#### [GIVEN TEXT]
<<<<

3 min

The mission to rescue Pride

Board resigns, interim measures proposed

PRIDE 2002. The most successful Ottawa Pride Festival left the Pride Committee in financial ruins. Credit: Colin Seaman

The stormy saga of Ottawa’s Pride Committee continued as the entire board of directors resigned last month, casting doubts on this year’s festivities.

Chairman Ghislain Rousseau submitted a letter of resignation on Mar 12, citing what he referred to as “internal sabotage,” frustration with the Pride deficit of at least $40,000 and the threat of civil lawsuits.

Then at a Mar 26 meeting of the Pride Committee, the rest of the board followed suit, resigning en masse.

In the wake of the resignations, the membership at the meeting appointed an interim chair to serve until the next meeting on Sun, Apr 13.

Robin Duetta, last year’s coordinator of Pride Town Square, was named the interim chair by acclamation after it became clear no one else wanted the position. Duetta’s task will be to try to re-assemble the bits and pieces of what’s left of the Pride Festival and the Pride organization.

>>>>

#### [Dataset entries]
<<<<

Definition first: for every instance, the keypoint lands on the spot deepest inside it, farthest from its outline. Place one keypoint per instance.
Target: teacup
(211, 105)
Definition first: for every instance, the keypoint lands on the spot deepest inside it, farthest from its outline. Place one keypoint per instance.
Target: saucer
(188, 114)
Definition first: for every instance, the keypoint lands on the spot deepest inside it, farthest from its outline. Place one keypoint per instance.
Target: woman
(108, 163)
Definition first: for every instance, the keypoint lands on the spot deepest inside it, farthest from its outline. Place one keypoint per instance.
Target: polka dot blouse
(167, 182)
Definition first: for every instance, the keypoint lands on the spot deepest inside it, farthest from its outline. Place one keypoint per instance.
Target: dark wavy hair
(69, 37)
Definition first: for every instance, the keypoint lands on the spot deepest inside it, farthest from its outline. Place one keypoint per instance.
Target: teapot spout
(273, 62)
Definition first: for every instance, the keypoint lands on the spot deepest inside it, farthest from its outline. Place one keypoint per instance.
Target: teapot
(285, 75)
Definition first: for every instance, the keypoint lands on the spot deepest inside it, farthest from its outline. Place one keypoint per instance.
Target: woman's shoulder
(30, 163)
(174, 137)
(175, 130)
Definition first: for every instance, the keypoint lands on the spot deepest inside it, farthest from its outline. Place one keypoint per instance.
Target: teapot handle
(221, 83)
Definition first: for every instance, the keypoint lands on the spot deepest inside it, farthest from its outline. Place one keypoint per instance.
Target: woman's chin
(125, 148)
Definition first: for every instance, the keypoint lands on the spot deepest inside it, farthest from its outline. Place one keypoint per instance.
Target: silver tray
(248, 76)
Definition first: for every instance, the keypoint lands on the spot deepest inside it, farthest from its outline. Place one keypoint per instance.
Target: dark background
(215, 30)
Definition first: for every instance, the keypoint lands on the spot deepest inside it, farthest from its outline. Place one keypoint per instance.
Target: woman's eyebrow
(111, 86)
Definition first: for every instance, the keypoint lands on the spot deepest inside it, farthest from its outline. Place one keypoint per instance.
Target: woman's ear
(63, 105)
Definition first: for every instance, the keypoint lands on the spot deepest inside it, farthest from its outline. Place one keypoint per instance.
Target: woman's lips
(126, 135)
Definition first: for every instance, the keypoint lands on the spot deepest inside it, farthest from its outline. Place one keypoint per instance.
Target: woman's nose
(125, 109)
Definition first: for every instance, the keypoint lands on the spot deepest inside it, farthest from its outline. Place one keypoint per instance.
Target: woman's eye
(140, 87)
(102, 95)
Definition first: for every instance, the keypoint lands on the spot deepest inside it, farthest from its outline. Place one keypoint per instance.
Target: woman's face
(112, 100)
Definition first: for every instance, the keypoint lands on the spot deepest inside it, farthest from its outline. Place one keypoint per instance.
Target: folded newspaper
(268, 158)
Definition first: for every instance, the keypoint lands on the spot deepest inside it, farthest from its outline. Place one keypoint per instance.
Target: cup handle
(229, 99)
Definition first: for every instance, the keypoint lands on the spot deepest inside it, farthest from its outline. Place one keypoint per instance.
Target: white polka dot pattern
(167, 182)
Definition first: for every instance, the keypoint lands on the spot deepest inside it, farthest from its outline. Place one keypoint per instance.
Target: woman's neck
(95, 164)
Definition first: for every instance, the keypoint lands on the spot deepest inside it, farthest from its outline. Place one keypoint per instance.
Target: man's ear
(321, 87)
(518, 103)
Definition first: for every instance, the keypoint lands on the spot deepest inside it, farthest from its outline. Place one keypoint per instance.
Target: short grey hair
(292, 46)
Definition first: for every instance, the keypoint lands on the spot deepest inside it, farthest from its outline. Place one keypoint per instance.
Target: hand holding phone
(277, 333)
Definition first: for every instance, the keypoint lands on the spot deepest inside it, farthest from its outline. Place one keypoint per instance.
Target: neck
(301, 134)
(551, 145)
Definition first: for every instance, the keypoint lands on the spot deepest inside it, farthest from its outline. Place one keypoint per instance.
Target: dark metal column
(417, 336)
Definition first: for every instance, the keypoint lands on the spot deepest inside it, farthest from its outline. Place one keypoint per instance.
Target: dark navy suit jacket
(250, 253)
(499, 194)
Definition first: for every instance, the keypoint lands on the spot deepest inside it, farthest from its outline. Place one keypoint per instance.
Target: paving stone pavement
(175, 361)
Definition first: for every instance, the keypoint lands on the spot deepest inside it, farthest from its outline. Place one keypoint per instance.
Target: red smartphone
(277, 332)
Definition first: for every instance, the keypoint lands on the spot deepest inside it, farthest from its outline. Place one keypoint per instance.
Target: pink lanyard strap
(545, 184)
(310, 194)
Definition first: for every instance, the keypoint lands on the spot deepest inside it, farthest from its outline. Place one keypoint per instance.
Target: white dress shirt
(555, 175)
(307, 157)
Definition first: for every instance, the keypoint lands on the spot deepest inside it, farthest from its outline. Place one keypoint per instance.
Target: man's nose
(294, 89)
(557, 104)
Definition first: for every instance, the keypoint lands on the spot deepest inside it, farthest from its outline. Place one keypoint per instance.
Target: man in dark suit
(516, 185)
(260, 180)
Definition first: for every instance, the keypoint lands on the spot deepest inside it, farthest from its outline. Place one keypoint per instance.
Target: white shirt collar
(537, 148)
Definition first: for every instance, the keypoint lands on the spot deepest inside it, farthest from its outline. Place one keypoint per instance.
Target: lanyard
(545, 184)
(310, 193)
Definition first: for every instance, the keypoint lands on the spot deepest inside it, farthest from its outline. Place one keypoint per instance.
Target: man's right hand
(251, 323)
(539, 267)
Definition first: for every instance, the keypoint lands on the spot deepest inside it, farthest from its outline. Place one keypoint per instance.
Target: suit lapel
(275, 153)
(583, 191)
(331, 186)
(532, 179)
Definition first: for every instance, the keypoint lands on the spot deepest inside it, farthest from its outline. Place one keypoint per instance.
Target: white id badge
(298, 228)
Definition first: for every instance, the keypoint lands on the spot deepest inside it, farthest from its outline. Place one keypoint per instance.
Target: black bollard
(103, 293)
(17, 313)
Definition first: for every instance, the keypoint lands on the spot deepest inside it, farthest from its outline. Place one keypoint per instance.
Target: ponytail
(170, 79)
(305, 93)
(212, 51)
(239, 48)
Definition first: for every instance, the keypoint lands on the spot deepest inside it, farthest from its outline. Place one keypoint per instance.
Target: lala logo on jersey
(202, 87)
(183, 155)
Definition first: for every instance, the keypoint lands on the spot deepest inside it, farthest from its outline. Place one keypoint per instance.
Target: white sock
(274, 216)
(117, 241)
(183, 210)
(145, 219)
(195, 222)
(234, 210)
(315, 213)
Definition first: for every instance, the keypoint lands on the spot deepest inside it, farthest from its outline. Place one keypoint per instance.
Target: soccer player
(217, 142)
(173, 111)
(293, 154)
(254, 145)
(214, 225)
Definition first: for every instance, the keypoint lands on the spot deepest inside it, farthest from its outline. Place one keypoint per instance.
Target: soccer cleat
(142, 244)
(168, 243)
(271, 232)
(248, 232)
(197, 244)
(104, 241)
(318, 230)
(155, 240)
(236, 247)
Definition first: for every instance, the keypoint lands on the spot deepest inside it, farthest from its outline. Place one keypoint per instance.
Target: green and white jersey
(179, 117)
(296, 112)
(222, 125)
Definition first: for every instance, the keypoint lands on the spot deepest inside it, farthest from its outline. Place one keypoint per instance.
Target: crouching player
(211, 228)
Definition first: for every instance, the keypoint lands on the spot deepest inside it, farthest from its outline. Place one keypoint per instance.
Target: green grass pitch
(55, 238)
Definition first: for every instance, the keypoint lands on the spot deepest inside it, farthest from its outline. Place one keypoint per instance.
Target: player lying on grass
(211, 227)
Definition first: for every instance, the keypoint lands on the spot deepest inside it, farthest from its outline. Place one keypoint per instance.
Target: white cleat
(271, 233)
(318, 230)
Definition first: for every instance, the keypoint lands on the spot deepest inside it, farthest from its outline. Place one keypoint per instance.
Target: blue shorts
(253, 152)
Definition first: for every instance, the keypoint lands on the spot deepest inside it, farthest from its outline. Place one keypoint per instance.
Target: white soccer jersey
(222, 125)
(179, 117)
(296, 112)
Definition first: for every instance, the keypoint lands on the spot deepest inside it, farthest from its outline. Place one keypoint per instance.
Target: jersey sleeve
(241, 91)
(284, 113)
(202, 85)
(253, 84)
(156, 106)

>>>>

#### [TASK DESCRIPTION]
List every person named in the Ottawa Pride Committee article.

#### [FINISHED EXERCISE]
Colin Seaman, Ghislain Rousseau, Robin Duetta